**Task details**
Extract each record and reproduce it exactly.

===== Data in this exercise =====

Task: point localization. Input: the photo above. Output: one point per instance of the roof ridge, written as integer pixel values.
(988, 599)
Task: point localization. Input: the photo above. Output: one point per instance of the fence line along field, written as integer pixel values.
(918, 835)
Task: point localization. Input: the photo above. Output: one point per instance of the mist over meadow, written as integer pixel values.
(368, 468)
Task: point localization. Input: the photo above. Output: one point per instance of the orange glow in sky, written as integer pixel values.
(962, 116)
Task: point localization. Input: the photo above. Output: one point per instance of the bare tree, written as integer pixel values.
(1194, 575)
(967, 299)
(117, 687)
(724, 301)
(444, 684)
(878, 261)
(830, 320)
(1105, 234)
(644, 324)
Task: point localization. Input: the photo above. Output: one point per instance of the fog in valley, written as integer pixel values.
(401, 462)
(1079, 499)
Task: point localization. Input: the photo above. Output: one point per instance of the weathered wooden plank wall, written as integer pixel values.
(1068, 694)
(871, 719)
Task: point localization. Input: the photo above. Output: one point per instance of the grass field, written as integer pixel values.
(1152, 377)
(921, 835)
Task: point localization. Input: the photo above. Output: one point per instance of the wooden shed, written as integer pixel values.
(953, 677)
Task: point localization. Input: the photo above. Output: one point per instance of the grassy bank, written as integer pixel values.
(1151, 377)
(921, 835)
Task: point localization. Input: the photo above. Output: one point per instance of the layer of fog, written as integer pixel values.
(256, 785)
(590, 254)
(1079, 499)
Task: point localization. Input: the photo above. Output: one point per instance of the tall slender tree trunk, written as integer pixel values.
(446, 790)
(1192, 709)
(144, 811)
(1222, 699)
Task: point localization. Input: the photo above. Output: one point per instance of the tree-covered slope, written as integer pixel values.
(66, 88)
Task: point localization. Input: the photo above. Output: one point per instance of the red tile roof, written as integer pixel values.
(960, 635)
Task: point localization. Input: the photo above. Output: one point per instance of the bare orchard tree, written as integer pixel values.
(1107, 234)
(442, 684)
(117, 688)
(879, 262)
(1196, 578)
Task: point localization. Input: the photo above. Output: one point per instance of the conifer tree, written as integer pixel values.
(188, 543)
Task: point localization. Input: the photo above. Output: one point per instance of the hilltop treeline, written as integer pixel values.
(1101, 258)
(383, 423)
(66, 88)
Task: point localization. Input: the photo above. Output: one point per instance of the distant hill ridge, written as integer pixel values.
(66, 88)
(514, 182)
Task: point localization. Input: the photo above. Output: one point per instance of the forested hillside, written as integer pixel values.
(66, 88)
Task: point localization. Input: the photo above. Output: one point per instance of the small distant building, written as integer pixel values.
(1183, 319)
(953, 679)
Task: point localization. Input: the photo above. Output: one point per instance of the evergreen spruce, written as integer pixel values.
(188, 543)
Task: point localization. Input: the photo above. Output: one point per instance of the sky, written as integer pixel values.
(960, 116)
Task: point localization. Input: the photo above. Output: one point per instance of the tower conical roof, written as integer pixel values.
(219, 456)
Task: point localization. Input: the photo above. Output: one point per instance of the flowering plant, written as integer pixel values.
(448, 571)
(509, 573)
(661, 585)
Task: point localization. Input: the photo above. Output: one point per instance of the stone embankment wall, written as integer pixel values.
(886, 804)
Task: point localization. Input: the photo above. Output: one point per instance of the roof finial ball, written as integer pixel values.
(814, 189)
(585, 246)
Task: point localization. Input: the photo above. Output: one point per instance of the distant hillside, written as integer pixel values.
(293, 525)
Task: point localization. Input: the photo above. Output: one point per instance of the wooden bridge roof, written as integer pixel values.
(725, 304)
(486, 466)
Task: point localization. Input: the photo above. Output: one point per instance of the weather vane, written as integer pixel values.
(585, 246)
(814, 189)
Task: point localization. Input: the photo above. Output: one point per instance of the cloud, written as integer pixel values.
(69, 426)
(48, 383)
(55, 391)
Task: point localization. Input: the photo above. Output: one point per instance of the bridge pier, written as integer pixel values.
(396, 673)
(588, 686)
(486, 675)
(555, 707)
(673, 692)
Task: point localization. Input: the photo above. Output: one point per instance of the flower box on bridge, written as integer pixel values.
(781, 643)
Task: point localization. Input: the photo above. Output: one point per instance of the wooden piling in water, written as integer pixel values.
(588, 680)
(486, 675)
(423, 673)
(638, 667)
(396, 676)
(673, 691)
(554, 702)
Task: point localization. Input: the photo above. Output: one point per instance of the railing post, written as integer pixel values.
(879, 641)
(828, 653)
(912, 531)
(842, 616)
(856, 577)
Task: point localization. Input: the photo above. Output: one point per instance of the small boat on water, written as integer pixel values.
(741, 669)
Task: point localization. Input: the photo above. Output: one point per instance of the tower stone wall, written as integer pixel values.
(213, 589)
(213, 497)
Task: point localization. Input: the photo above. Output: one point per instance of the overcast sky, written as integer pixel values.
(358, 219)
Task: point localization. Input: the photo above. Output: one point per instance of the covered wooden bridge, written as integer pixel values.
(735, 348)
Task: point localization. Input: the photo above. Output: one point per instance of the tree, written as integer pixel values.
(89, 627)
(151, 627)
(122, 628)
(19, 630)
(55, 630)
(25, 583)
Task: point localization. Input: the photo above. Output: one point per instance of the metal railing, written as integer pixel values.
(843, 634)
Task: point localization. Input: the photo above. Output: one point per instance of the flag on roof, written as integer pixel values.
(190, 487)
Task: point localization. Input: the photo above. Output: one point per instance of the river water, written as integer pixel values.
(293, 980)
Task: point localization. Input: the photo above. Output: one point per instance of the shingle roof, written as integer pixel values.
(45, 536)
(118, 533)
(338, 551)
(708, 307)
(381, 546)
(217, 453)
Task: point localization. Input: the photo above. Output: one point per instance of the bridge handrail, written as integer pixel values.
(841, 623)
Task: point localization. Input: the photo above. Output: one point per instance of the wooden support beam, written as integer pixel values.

=====

**Written solution**
Task: point localization. Input: the photo above. Output: one point per instance of the roof ridge, written as integer pixel values.
(988, 599)
Task: point localization. Input: the photo above. Output: one point per instance of the fence line along field, written as integer pixel values.
(918, 835)
Task: point localization. Input: the photo above. Output: one point per instance of the mist over meadow, written as integer pixel values.
(368, 468)
Task: point localization. Input: the photo above. Output: one point per instance of the orange glow in sky, written as integer pixel values.
(962, 116)
Task: point localization. Input: the photo above. Output: one point per instance of the bare tree, written as integer pixel values.
(1194, 575)
(967, 299)
(117, 687)
(724, 301)
(444, 684)
(878, 261)
(830, 320)
(1105, 234)
(644, 324)
Task: point localization. Input: the photo above. Output: one point per instance of the fog in valley, written as integer pixel values.
(401, 462)
(1079, 499)
Task: point localization. Input: the photo above. Output: one point per instance of the weathered wooden plank wall, written as integer pixel values.
(1068, 694)
(871, 719)
Task: point localization. Input: the photo above. Output: one point per instance of the grass field, written as integer pixel values.
(1152, 377)
(921, 835)
Task: point localization. Input: the photo above. Output: one point per instance of the wooden shed, written as integer pixel values.
(953, 677)
Task: point localization. Input: the photo above. Output: one point per instance of the grassy bank, written as integer pixel values.
(1151, 377)
(921, 835)
Task: point localization. Input: the photo above. Output: one point per instance of the layer of fog, written as integer pixel values.
(256, 785)
(590, 254)
(1079, 499)
Task: point localization. Input: the photo above. Output: one point per instance of the tall slender tree trunk, written as integer pixel values.
(446, 790)
(1192, 709)
(144, 811)
(1222, 699)
Task: point localization. Input: the photo above. Output: one point per instance of the tree-covered slope, written as integer pixel values.
(66, 88)
Task: point localization. Input: the photo above. Output: one point per instance of the red tile roof, written as integer pixel values.
(960, 635)
Task: point localization. Input: the photo above. Output: one point per instance of the bare orchard tree, written as integer pixel values.
(1107, 234)
(442, 684)
(117, 688)
(879, 262)
(1196, 578)
Task: point localization. Input: the photo above. Output: one point per instance of the conifer tree, written as integer pixel values.
(188, 543)
Task: point localization. Input: the photo above. Output: one point per instance of the hilltop treeline, written as integer pixel values.
(1101, 258)
(383, 423)
(66, 88)
Task: point localization. Input: the photo above. Output: one point per instance of the distant hill ridge, written as integer pixel values.
(66, 88)
(514, 182)
Task: point localization. Input: the photo above. Output: one point per instance of the forested hillside, written as integer pixel values.
(66, 88)
Task: point localization. Input: the photo above. Output: one point per instance of the small distant building, written as integer pixel values.
(1183, 319)
(953, 679)
Task: point localization. Input: the photo above. Output: one point per instance of the evergreen spruce, written as integer pixel values.
(188, 543)
Task: point localization. Input: the photo above. Output: one point per instance of the sky, written as integer pixel values.
(960, 116)
Task: point localization. Input: the photo above. Output: one point per instance of the tower conical roof, written as integer pixel values.
(219, 456)
Task: point localization. Input: the photo above. Output: one point per instance of the flowering plant, written as integer pixel values.
(448, 571)
(509, 573)
(661, 585)
Task: point localization. Input: the photo above. Output: one point per instance of the stone embankment wall, written as integer pixel values.
(886, 804)
Task: point localization. Input: the photo above. Output: one point per instance of the roof finial ball, written as integer pixel values.
(814, 189)
(585, 246)
Task: point localization. Input: the photo above. Output: one point per instance of the distant hillside, written as integer pixel values.
(293, 525)
Task: point localization. Input: the photo above. Output: one point per instance of the wooden bridge roof, written as integer pixel values.
(725, 304)
(486, 466)
Task: point localization. Input: the photo above. Output: one point per instance of the weather vane, written as integer pixel values.
(585, 246)
(814, 189)
Task: point localization. Input: the photo above. Output: one point per instance of the cloud, written as integer pixel values.
(69, 426)
(48, 383)
(55, 391)
Task: point localization. Input: the photo above. Output: one point per instance of the bridge pier, written as integer pixel values.
(396, 673)
(588, 686)
(486, 675)
(555, 707)
(673, 692)
Task: point localization. Input: the photo above. Output: one point per instance of the flower box on bridge, written as integer pixel values.
(781, 643)
Task: point localization. Input: the photo above. Output: one point per instance of the wooden piling in water, written as integer pixel values.
(588, 680)
(486, 675)
(423, 673)
(638, 667)
(396, 676)
(673, 691)
(554, 702)
Task: point localization. Input: the photo above. Output: one point per instance of the railing post, written as integer pixel values.
(879, 641)
(828, 653)
(912, 531)
(842, 616)
(856, 577)
Task: point localization. Input: the photo above. Output: one point per instance of the small boat on water, written as integer pixel values.
(741, 669)
Task: point localization. Input: the photo above. Output: one point per instance of the tower stone wall, written as integer pixel values.
(213, 589)
(213, 497)
Task: point localization. Input: the photo above. Output: one point per instance of the overcast sky, written as integer pixel values.
(358, 219)
Task: point localization. Input: the photo above. Output: one point per instance of the covered wooden bridge, written as integer pixel values.
(735, 348)
Task: point localization. Input: the photo above. Output: one point per instance of the tree, written as integer pixel values.
(89, 627)
(151, 627)
(122, 628)
(19, 630)
(55, 630)
(25, 583)
Task: point localization. Input: the photo above. Output: one point per instance of the metal railing, written as integer pixel values.
(843, 634)
Task: point localization. Input: the photo above. Output: one point per instance of the flag on roof, written as integer pixel values.
(190, 487)
Task: point localization. Input: the photo above. Output: one point per instance of the river water, written as integer pixel values.
(293, 980)
Task: point localization. Input: the photo above. Output: one point per instance of the shingle roof, written as integer pixel values.
(45, 536)
(118, 533)
(338, 551)
(708, 307)
(381, 546)
(217, 453)
Task: point localization. Input: the photo above. Output: one point per instance of the bridge handrail, written as integer pixel values.
(841, 623)
Task: point localization. Input: the photo above. Output: one point per instance of the wooden support beam, written as integer pixel values.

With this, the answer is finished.